_Task objective_: Print each line exactly, beginning with the one where "If you could point to the sky" appears and ending at the last line below.

_The records_:
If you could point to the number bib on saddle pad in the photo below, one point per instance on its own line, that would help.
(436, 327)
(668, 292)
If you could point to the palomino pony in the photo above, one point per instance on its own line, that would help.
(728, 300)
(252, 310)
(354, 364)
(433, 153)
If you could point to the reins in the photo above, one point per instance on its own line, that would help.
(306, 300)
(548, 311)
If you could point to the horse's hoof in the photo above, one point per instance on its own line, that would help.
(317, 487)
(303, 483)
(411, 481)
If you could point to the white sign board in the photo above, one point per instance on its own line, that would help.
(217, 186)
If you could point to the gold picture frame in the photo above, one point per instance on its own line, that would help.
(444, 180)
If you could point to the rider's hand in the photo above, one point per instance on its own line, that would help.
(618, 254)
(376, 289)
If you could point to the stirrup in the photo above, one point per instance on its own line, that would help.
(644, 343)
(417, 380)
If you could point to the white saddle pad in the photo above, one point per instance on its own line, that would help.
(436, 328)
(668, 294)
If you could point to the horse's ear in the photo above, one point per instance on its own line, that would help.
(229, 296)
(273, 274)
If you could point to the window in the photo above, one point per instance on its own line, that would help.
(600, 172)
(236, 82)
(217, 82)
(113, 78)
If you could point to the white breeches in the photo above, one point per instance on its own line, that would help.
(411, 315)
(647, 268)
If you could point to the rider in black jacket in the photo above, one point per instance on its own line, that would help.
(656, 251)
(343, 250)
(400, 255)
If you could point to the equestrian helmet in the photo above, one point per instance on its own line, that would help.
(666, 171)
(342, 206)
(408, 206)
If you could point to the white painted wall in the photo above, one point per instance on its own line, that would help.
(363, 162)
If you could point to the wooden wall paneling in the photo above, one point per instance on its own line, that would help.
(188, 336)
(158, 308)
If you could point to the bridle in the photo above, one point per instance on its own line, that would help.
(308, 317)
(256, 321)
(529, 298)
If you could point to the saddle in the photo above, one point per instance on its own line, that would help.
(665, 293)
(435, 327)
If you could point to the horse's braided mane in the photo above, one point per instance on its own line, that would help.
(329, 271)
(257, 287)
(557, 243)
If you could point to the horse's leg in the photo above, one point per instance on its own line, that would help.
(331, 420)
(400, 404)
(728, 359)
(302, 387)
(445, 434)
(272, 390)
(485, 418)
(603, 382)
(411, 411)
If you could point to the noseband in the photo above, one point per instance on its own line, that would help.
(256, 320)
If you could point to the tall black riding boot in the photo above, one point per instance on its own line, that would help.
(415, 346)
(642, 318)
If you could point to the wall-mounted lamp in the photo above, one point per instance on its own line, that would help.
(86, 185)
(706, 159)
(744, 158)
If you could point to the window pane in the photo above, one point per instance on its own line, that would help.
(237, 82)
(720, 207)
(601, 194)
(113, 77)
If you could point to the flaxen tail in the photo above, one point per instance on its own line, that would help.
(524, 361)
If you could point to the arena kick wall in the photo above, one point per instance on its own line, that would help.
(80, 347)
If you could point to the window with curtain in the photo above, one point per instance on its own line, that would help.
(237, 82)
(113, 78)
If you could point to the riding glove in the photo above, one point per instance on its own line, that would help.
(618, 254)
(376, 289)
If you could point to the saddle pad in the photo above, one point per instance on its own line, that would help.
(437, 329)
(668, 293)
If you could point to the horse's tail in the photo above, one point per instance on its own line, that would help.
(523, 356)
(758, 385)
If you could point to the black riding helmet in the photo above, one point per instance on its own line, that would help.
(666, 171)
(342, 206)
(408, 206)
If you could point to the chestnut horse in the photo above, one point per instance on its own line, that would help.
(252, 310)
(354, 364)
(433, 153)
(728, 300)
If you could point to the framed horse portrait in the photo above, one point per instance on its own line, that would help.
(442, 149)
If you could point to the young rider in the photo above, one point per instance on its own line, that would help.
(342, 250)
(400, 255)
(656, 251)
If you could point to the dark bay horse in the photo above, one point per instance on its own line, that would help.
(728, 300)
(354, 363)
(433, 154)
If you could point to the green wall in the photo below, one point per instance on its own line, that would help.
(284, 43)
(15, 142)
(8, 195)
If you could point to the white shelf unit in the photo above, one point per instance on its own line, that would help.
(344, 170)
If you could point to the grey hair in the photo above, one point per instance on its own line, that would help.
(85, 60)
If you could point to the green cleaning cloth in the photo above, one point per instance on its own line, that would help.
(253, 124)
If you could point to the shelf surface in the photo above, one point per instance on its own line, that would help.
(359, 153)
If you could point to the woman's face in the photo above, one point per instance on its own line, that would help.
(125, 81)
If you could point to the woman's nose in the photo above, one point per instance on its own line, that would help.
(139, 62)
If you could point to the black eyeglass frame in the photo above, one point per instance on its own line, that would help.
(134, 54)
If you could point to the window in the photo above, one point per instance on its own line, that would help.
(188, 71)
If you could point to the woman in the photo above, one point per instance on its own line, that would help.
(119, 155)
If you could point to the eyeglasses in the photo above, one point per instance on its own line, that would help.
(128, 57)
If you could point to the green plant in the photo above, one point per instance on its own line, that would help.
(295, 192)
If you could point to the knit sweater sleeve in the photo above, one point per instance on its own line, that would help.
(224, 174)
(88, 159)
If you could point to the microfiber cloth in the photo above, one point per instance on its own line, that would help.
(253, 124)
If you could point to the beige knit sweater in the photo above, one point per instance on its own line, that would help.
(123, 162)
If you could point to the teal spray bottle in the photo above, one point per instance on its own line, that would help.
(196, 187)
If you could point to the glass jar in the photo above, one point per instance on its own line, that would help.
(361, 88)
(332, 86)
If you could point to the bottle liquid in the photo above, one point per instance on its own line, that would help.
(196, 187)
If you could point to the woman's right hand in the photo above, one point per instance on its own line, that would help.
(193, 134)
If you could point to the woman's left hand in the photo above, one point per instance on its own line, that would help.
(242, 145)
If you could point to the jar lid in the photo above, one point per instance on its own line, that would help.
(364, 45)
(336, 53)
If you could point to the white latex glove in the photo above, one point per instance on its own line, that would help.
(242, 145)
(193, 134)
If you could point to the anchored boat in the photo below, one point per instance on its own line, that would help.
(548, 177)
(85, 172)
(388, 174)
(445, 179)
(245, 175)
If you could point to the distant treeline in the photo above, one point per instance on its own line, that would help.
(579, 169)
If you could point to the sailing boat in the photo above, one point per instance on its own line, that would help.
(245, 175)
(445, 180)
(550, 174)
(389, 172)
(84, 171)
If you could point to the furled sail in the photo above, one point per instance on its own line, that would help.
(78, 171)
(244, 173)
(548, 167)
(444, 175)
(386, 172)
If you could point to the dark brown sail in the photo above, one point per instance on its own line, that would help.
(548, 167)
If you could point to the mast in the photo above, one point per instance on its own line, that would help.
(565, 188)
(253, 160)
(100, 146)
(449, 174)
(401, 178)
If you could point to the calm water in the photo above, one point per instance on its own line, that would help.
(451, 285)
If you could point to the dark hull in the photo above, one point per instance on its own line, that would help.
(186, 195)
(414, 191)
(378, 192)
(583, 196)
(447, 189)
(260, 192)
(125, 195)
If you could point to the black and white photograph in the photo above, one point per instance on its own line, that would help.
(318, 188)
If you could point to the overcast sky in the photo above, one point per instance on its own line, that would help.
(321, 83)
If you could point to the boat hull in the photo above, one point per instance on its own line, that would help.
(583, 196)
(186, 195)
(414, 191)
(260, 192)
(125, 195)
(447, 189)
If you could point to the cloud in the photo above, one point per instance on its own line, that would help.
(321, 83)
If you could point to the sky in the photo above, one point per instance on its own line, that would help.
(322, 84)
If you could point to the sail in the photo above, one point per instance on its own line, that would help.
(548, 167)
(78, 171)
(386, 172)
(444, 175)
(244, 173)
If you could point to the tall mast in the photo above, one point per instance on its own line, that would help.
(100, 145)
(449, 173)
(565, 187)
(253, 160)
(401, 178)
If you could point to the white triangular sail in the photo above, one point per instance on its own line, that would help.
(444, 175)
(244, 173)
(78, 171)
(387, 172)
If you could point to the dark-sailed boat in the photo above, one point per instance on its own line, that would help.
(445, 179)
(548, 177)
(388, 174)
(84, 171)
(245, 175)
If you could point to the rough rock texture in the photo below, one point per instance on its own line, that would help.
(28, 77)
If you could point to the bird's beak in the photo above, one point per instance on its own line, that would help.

_Exercise response_:
If you could point to the sky in the photo above, one point per instance on its own line, that would help.
(322, 84)
If you could point to the sail in the photo above, one point per instance on its own line, that would help.
(548, 167)
(78, 171)
(386, 172)
(444, 175)
(244, 173)
If you could point to the tall mast in the photo above, one point per instance on its own line, that would help.
(100, 145)
(449, 173)
(565, 187)
(253, 160)
(401, 178)
If you could point to the white triangular sail in the photo above, one point per instance on its own line, that would help.
(444, 175)
(244, 173)
(78, 171)
(387, 172)
If you could point to the dark-sailed boat in the photo above, one point per instance on its own line, that would help.
(445, 179)
(548, 177)
(388, 174)
(84, 171)
(245, 175)
If you could point to the rough rock texture in the photo below, one point per instance on its own line, that would help.
(28, 77)
If you could point to the bird's beak in the photo above, one point per instance on its own line, that would help.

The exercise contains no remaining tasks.